* [What you will do] Locate every line in the entries below that contains the word "lens", and copy each of those lines.

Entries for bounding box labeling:
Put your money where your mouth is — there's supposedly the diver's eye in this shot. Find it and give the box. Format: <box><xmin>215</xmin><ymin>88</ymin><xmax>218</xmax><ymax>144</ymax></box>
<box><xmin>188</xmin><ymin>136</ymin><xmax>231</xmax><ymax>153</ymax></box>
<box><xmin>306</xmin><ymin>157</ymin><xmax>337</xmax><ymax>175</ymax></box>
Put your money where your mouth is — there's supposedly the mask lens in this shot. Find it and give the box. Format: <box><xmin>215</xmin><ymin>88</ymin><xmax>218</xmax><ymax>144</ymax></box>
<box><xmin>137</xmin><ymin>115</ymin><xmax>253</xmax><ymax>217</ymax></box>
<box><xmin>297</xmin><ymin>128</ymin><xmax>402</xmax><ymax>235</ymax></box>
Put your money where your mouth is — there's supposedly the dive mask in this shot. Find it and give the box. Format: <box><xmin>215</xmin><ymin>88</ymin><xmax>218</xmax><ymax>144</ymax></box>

* [The completed task]
Put your money where your mouth is — there's supposedly the mask lens in this shot. Find it and give the box. Format: <box><xmin>215</xmin><ymin>88</ymin><xmax>218</xmax><ymax>144</ymax></box>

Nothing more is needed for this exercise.